Prompt 1: Quote the dataset rows word for word, from the line containing "Could you put a marker on each instance of the walking" through the final row.
──────── Passage shown
There's lots of valid points you've made raymond frantz.
They usually follow up with another article, either in the same magazine or the following magazine 'directed' at the wives.
They are so stupid when it comes to serious topics like this. They've realized there is a need to address the issue again because of the abuse going on and appoint a writer or group of writers to present an article on it. Then, I imagine, the writer doesn't even consider bringing up how the couple should deal with issues together because they are only dealing with the one sex at a time.
They've listed six steps that an abusive husband needs to take. Being 'steps' they should be all inclusive.
These are their steps, note that these are the same steps if he is looking at pornography with a few comments by me -
First, he recognizes that he has a serious problem. Nothing is hidden from Jehovah’s sight. (Ps. 44:21; Eccl. 12:14; Heb. 4:13)
────────────────
Prompt 2:
Answer these questions about the post on the magazine article:
(a) How many steps for an abusive husband does the article list?
(b) To whom is the follow-up article usually directed?
(c) What is the first step the husband takes?
──────── Records to process
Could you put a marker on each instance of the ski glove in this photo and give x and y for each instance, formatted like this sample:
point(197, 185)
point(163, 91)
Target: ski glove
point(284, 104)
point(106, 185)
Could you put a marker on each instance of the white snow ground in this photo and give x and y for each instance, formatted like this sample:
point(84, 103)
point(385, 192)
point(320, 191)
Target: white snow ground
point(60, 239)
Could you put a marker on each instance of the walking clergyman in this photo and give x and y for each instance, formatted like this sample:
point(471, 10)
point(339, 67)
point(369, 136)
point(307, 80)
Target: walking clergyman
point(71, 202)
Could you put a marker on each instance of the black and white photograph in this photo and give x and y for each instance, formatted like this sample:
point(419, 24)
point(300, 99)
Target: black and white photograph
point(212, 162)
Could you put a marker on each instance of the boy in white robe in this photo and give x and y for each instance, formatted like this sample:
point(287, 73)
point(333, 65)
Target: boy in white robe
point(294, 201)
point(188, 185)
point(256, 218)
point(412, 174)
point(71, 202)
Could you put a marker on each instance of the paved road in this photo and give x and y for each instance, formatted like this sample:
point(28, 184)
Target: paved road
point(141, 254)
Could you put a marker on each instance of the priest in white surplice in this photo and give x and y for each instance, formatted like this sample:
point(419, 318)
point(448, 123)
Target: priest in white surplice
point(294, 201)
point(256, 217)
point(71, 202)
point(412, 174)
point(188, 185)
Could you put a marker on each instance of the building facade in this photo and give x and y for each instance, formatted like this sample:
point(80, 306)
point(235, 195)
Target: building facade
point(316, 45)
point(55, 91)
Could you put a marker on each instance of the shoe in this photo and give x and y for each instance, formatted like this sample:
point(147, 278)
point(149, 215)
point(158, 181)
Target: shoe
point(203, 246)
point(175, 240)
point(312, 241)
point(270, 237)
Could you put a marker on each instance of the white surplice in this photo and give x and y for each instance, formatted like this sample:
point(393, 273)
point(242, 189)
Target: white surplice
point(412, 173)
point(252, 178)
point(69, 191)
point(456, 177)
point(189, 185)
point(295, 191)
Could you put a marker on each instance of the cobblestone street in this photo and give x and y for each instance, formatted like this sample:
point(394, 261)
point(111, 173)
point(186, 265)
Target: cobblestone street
────────────────
Written response 1:
Could you put a marker on each instance of the walking clergyman in this photo and give x and y for each instance, formatted like this sample:
point(471, 10)
point(339, 67)
point(369, 136)
point(307, 80)
Target: walking clergyman
point(71, 202)
Could you put a marker on each instance of the black and white photograph in this photo and give x and y for each instance, formatted like this sample:
point(419, 24)
point(300, 99)
Target: black and white photograph
point(212, 162)
Could you put a marker on each instance of the boy in white robe in this photo and give x and y for each instance, formatted like this sample:
point(287, 73)
point(333, 65)
Target: boy in white robe
point(294, 201)
point(188, 185)
point(256, 218)
point(412, 174)
point(71, 202)
Could you put a marker on each instance of the paved road in this photo and give x and y for each instance, formatted like this sample:
point(28, 184)
Target: paved road
point(141, 254)
Could you put a marker on each instance of the priest in white surplice in this photo and give x and y for each instance, formatted like this sample:
point(419, 318)
point(448, 123)
Target: priest in white surplice
point(294, 201)
point(256, 217)
point(71, 202)
point(412, 174)
point(188, 185)
Could you put a marker on each instance of the building facade in this photo and give x and y for each instance, formatted like this sample:
point(80, 306)
point(235, 195)
Target: building facade
point(316, 45)
point(55, 91)
Could you put a marker on each instance of the shoe in this photo and give x and y for each instance, formatted like this sample:
point(147, 278)
point(149, 215)
point(158, 181)
Target: shoe
point(203, 246)
point(175, 240)
point(312, 241)
point(270, 237)
Could you put a marker on each instance of the white surplice in this photo and give x and y for each instance, formatted like this sample:
point(393, 273)
point(242, 189)
Target: white surplice
point(412, 173)
point(252, 178)
point(69, 191)
point(456, 177)
point(189, 185)
point(295, 191)
Could you put a marker on each instance of the cobblestone street in this photo and give x and y for each instance, formatted like this sample:
point(394, 261)
point(111, 173)
point(186, 265)
Target: cobblestone street

Written response 2:
(a) Six.
(b) The wives.
(c) He recognizes that he has a serious problem.